#### [EXTRACTED DATA]
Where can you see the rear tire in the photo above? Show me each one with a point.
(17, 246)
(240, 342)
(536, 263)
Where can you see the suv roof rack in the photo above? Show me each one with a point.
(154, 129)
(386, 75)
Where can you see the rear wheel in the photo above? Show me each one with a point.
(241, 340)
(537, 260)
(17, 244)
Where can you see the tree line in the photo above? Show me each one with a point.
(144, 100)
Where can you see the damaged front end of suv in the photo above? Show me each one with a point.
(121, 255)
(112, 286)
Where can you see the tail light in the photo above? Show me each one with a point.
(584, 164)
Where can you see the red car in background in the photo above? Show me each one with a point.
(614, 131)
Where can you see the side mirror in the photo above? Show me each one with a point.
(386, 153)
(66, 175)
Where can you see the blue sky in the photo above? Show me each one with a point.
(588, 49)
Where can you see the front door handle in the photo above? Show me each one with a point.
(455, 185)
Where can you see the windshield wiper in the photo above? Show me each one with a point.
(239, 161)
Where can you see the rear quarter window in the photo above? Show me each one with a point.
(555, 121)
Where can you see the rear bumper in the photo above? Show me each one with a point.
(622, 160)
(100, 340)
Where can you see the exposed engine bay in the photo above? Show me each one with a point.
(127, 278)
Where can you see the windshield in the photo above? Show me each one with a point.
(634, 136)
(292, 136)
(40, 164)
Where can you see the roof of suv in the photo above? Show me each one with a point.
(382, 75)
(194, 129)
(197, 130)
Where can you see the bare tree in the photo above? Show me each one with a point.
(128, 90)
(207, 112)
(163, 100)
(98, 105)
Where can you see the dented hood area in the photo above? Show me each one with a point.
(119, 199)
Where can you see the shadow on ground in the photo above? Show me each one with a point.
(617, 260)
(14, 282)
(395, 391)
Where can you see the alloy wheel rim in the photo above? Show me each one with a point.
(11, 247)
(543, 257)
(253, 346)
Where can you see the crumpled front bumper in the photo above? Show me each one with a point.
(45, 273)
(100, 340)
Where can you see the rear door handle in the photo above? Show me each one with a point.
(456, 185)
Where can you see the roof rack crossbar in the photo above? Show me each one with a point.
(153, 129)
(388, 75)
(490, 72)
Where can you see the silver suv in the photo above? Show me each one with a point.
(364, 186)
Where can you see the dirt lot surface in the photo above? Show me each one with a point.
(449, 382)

#### [WORK TO BE COMPLETED]
Put every line of the entries above into a numbered list, and leave out any blank lines.

#### [FINISHED EXERCISE]
1. Where can you see the rear tire in the photo above? Show me each one with a point.
2. (17, 246)
3. (240, 342)
4. (536, 263)
5. Where can you see the suv roof rack in the photo above? Show me each one with a point.
6. (154, 129)
7. (386, 75)
8. Where can you see the rear wheel in the photo above? Show me each one with a point.
9. (241, 340)
10. (537, 260)
11. (17, 244)
12. Where can you see the tree line in the photo above? Show me each one with a point.
13. (144, 100)
14. Where can you see the damaged front end of suv in the photo above? Show me each one with a point.
15. (121, 255)
16. (112, 286)
17. Where can you see the tail light in the photo above? Show me each one with a point.
18. (584, 164)
19. Where can you see the red car in background in the photo above? Show me each one with a point.
20. (614, 131)
21. Where can you see the side mirror in the photo above? Show me each one with a point.
22. (386, 153)
23. (66, 175)
24. Where can you see the blue sky in the photo above? Show me each one with a point.
25. (588, 49)
26. Where can you see the front door handle in the photo above? Show me each one with a point.
27. (455, 185)
28. Where can you see the windshield wiper in the photo above? Show me each one with a point.
29. (239, 161)
30. Where can you see the rear quarter window in the photo above? Show me each one with a point.
31. (555, 121)
32. Where can you see the rear bumper in the photo above? Show me each one with a point.
33. (622, 160)
34. (100, 340)
35. Where can you see the exposed engine bay in the photo above? Show me each one with a point.
36. (127, 278)
37. Where can you see the windshield in the photo above? Show me each one with a point.
38. (634, 136)
39. (292, 136)
40. (40, 164)
41. Where can you see the roof of suv in the photo above? Show me each one with a point.
42. (382, 75)
43. (194, 129)
44. (197, 130)
45. Where can you see the bare tree in the photo above? Show me each one with a point.
46. (128, 90)
47. (207, 112)
48. (163, 100)
49. (98, 105)
50. Where can you see the dented hood area in the photo above? Show me each one with a point.
51. (119, 199)
52. Where can you see the shadow on ground in the photo above? Show me each one with a point.
53. (617, 260)
54. (14, 282)
55. (395, 391)
56. Where can you see the alloy wheel rim in the photo above? Show me each one with a point.
57. (11, 247)
58. (543, 257)
59. (253, 346)
60. Where can you see the crumpled front bumper in the photo above? Show me each one with a point.
61. (45, 273)
62. (100, 340)
63. Where can you see the rear door handle in the photo above? Show me each one with a point.
64. (456, 185)
65. Where can you see the roof rack crossbar in the photo above? Show me each one with a point.
66. (153, 129)
67. (388, 75)
68. (490, 72)
69. Where can you see the silver suv in the photo above? Show me each one with a point.
70. (364, 186)
71. Where can you see the dirt lot surface in the photo above? Show me each one with a point.
72. (449, 382)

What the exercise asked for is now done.